*YOUR GOAL*. Identify every line in the data below that contains the word "light", and copy each one.

*DATA ROWS*.
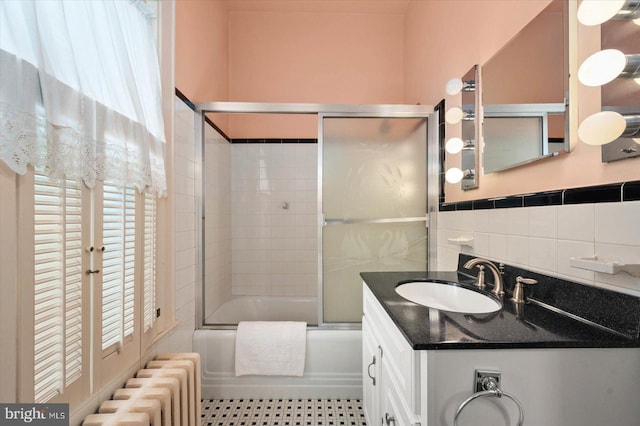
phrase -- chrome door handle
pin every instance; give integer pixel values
(373, 379)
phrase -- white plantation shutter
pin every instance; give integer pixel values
(118, 265)
(149, 304)
(57, 286)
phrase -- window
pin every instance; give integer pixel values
(118, 265)
(81, 239)
(85, 201)
(58, 306)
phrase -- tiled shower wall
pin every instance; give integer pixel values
(217, 205)
(184, 191)
(543, 239)
(274, 220)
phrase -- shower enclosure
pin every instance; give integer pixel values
(287, 228)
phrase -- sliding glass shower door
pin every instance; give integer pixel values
(374, 204)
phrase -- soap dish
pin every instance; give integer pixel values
(461, 241)
(604, 266)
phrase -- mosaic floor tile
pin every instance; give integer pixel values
(282, 412)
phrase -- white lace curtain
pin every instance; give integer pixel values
(80, 91)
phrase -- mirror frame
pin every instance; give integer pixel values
(538, 109)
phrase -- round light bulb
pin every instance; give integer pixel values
(602, 128)
(602, 67)
(454, 115)
(454, 145)
(454, 86)
(453, 175)
(596, 12)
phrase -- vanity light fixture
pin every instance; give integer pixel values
(455, 114)
(454, 145)
(596, 12)
(457, 85)
(455, 175)
(607, 65)
(606, 126)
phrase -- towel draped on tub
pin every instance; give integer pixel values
(271, 348)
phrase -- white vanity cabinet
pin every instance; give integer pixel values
(557, 386)
(391, 370)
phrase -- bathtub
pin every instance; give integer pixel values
(266, 308)
(333, 362)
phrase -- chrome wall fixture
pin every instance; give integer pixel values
(617, 126)
(467, 145)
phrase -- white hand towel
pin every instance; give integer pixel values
(271, 348)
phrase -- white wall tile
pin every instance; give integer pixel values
(618, 223)
(576, 222)
(518, 250)
(481, 220)
(497, 246)
(625, 254)
(481, 244)
(497, 221)
(543, 254)
(518, 221)
(543, 221)
(568, 249)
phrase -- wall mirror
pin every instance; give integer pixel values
(525, 94)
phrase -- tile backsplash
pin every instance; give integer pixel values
(544, 238)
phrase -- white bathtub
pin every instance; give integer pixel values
(333, 363)
(266, 308)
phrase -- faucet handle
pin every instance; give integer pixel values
(518, 291)
(481, 282)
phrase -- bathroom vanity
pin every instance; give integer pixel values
(419, 363)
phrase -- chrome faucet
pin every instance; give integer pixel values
(498, 283)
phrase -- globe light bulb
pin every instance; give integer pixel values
(454, 145)
(602, 128)
(454, 115)
(602, 67)
(454, 86)
(453, 175)
(596, 12)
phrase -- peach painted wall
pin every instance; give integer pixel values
(438, 51)
(202, 51)
(311, 56)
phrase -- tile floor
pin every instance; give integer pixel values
(282, 412)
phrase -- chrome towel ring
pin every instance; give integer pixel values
(491, 388)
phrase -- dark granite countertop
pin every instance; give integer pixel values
(534, 326)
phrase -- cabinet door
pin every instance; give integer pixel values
(394, 409)
(371, 362)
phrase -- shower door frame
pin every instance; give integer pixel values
(320, 111)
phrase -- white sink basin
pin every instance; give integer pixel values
(448, 296)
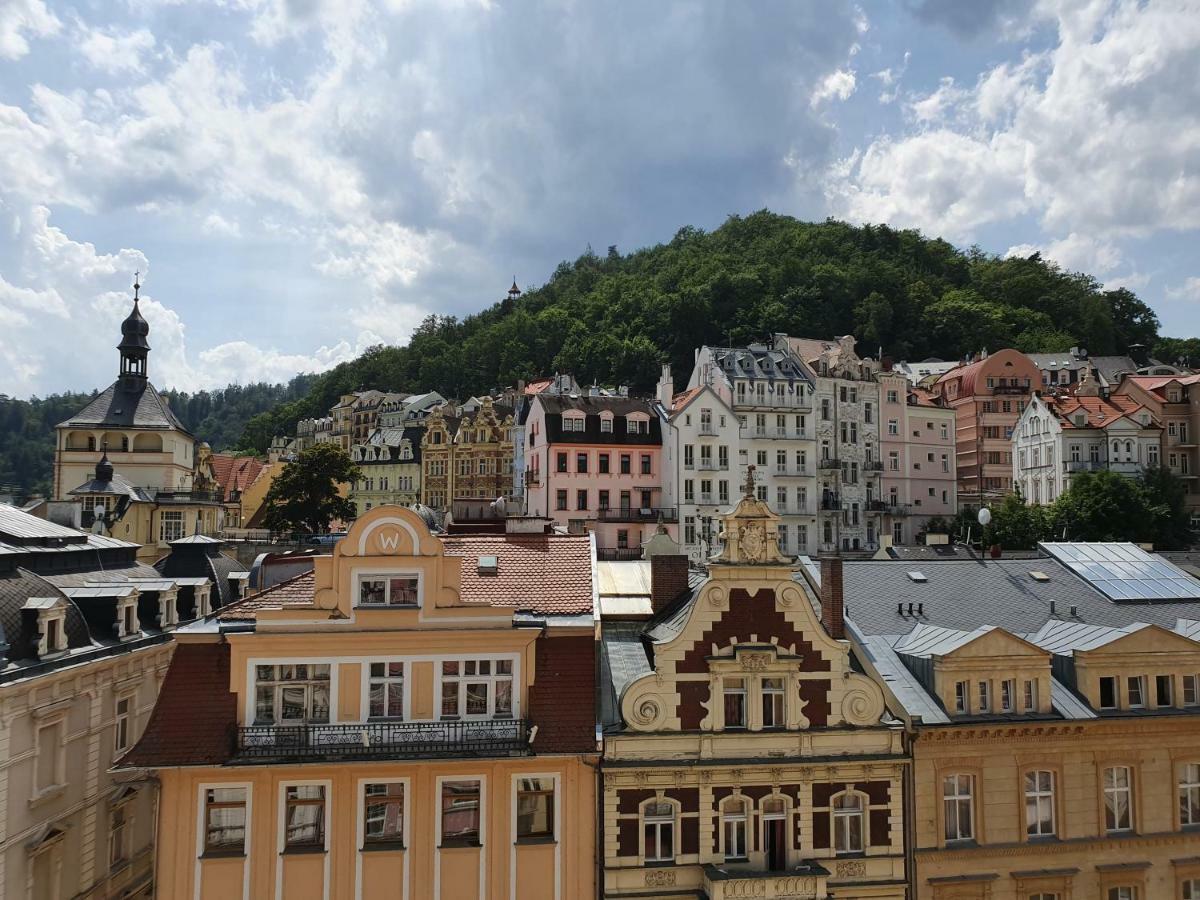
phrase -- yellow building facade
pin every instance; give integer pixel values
(387, 726)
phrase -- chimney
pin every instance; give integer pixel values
(832, 609)
(669, 579)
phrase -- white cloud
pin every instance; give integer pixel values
(838, 84)
(1188, 291)
(1099, 136)
(113, 51)
(19, 18)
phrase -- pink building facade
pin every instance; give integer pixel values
(594, 463)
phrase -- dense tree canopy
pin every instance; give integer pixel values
(616, 318)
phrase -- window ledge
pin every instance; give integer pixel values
(535, 839)
(303, 851)
(223, 855)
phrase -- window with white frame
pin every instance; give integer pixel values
(385, 697)
(1117, 798)
(658, 831)
(171, 525)
(461, 807)
(773, 703)
(958, 803)
(733, 827)
(292, 694)
(225, 820)
(535, 808)
(383, 813)
(1039, 813)
(123, 724)
(477, 689)
(849, 820)
(735, 694)
(389, 591)
(1189, 795)
(304, 816)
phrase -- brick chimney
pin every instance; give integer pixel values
(832, 609)
(669, 579)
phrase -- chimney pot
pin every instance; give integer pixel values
(832, 603)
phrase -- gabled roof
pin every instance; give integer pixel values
(126, 405)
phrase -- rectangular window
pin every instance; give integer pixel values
(1039, 814)
(121, 733)
(1137, 687)
(1189, 796)
(958, 803)
(1117, 799)
(460, 813)
(1108, 693)
(1164, 693)
(389, 591)
(171, 526)
(305, 816)
(659, 832)
(735, 702)
(535, 808)
(225, 820)
(295, 694)
(477, 689)
(773, 703)
(118, 837)
(383, 813)
(387, 690)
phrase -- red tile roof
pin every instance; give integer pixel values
(541, 573)
(562, 697)
(547, 574)
(193, 720)
(297, 591)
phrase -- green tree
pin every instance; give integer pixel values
(1015, 525)
(1103, 507)
(1170, 521)
(304, 497)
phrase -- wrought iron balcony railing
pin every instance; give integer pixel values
(382, 739)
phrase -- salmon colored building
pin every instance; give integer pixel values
(412, 719)
(988, 396)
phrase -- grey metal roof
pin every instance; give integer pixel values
(965, 594)
(1126, 571)
(127, 405)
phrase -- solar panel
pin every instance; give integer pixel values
(1126, 571)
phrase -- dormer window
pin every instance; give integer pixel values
(390, 591)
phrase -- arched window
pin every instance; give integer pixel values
(733, 827)
(849, 817)
(658, 831)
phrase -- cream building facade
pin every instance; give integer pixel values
(413, 719)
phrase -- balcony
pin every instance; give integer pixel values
(637, 514)
(618, 555)
(382, 741)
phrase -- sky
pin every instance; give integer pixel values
(297, 180)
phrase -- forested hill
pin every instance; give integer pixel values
(616, 318)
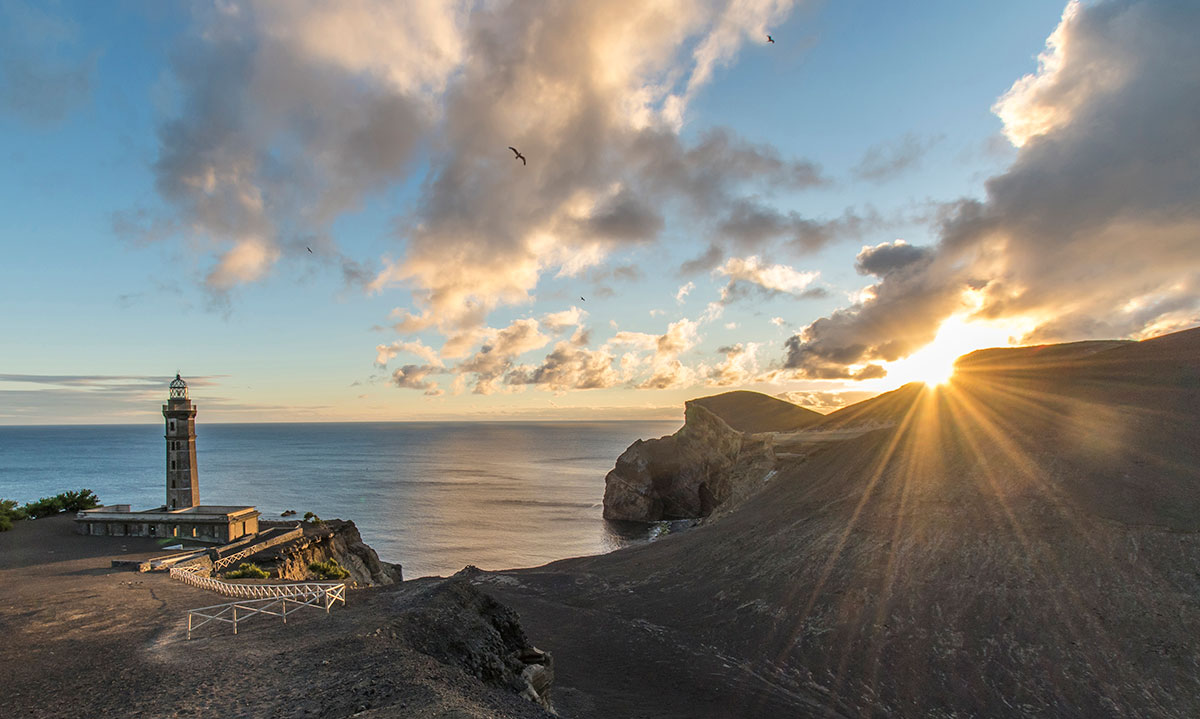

*SOLUTION BELOW*.
phrase -- round light bulb
phrase -- vanity light fixture
phrase -- globe light bulb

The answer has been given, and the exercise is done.